* Short task:
Reproduce the entries word for word, from the line with "Would you be able to mark the woman in" up to and including the final line of the entries.

[Excerpts of pointing data]
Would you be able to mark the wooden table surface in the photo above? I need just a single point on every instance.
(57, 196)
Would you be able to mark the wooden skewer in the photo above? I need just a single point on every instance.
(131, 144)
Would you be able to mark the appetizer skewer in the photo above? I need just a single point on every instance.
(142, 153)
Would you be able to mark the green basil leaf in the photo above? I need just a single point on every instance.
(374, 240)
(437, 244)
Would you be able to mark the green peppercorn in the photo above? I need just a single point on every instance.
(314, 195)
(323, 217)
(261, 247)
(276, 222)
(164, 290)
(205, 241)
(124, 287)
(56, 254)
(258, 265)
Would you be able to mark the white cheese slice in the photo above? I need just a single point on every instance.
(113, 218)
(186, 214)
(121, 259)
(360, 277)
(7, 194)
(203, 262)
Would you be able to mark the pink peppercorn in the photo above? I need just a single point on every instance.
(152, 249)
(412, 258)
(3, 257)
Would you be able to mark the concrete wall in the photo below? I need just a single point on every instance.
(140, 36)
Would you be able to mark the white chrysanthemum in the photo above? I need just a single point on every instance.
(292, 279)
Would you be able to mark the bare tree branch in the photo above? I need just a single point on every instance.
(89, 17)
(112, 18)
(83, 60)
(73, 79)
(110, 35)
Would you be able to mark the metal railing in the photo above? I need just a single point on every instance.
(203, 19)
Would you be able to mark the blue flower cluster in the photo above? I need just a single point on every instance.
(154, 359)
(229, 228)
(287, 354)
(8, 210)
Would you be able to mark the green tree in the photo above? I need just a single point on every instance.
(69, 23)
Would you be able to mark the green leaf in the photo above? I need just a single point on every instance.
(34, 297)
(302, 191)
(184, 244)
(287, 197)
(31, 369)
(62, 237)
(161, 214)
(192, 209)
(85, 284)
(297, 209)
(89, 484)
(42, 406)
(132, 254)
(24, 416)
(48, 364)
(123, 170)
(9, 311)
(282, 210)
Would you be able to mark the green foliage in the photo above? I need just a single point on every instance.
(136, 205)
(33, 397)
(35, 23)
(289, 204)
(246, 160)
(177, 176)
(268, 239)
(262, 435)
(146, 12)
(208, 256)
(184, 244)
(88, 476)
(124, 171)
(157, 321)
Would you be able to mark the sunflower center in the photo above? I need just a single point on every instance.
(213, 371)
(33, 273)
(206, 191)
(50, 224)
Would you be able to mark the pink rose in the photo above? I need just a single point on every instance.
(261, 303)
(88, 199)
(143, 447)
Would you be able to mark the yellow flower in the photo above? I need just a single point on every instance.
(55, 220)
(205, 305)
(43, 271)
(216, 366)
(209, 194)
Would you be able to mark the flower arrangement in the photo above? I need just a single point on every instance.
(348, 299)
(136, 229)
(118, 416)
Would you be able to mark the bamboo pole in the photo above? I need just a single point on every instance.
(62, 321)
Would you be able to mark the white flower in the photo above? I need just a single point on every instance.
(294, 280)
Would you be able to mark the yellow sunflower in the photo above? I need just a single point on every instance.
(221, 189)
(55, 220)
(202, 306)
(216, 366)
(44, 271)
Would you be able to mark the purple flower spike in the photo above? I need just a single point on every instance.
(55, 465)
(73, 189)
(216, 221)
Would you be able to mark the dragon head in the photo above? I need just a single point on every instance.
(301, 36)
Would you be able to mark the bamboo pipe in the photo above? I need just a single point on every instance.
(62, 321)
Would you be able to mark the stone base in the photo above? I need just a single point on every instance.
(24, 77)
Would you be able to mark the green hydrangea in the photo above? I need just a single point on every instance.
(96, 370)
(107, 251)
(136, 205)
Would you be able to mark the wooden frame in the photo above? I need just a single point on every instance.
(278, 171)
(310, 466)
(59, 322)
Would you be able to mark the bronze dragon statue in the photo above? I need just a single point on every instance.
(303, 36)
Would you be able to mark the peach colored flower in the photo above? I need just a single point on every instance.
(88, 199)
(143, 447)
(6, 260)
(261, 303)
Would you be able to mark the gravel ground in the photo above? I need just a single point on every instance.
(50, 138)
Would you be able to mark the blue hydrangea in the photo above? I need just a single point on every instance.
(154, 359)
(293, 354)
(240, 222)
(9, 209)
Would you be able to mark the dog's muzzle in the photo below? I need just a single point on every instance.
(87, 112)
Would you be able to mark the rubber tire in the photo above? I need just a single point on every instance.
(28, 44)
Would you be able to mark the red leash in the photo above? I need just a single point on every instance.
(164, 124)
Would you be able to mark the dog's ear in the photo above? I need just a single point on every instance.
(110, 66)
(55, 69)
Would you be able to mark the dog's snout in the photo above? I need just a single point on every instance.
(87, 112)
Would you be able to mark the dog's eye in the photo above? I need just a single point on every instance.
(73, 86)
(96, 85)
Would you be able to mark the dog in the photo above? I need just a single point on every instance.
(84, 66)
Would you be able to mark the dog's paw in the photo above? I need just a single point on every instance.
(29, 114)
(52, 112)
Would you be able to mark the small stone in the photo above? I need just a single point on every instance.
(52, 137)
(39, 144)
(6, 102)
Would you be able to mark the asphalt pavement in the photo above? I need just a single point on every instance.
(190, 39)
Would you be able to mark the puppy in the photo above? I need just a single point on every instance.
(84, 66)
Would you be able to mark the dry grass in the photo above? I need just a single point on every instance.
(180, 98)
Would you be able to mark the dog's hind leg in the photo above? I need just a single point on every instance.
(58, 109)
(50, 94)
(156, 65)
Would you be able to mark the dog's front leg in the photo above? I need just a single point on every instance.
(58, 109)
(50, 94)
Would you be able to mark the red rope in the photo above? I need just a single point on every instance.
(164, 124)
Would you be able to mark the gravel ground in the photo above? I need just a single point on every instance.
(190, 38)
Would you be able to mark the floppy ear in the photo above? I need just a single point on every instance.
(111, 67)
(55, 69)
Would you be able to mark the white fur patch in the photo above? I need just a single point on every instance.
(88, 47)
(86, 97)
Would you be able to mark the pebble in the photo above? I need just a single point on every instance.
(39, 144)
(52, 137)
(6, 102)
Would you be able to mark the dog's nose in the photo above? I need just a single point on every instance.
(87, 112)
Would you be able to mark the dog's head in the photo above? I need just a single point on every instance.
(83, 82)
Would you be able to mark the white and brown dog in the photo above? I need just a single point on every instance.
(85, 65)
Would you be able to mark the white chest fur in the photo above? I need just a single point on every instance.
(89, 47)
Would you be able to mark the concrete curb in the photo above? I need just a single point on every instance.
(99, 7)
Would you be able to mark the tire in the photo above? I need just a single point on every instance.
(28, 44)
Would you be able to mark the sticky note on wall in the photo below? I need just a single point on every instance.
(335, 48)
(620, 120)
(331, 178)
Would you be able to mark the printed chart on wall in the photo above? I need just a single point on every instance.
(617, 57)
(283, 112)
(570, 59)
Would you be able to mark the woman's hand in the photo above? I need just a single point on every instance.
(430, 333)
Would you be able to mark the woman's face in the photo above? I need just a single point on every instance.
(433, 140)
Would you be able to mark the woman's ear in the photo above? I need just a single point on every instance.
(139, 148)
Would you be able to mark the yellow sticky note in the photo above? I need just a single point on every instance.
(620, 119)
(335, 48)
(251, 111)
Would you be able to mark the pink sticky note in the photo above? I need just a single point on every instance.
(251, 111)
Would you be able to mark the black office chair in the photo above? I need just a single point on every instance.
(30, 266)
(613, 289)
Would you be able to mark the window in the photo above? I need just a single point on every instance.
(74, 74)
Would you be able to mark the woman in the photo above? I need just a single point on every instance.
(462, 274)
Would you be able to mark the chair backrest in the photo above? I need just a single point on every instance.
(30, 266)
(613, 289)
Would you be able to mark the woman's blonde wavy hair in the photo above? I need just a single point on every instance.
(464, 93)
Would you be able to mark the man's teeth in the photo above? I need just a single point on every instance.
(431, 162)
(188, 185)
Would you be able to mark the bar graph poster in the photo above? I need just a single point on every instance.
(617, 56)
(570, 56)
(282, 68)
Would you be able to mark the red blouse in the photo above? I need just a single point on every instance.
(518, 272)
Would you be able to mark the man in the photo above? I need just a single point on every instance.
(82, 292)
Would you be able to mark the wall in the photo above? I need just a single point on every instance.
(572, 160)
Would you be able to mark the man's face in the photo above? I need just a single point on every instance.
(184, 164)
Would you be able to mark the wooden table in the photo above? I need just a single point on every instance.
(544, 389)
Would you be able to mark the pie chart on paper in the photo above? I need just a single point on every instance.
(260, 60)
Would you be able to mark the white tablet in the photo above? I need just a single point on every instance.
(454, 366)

* Correct answer:
Would you be able to mark the woman in the photo above? I need just a single point on every instance.
(462, 274)
Would you be able to mark the chair backrest in the photo above? I need just a single point on every instance.
(30, 266)
(613, 289)
Would you be able to mark the woman's blonde wavy hair in the photo above? I need just a single point on every instance.
(464, 93)
Would you be able to mark the man's teeth in the photo above? I need just a single point on every instance.
(431, 162)
(188, 185)
Would you be able to mark the bar graph poster in the photo above? I need just a single point on every instance.
(617, 56)
(570, 56)
(282, 68)
Would you be able to mark the red blouse in the photo above? I need just a single point on every instance.
(518, 272)
Would you be able to mark the man in the photo above? I need just a single point on every instance.
(82, 292)
Would you be able to mark the wall in the photo above? I need just a single point on every instance.
(572, 160)
Would you be able to mark the man's face in the photo above? I need just a single point on every instance.
(184, 164)
Would you be able to mark the wooden table in the photo above? I need just a single point on every instance.
(544, 389)
Would you be able to mark the pie chart on paper in the photo above? I need just a single point on every instance.
(260, 60)
Would you be able to mark the white tablet in the photo above? I need just a single point on every instance.
(454, 366)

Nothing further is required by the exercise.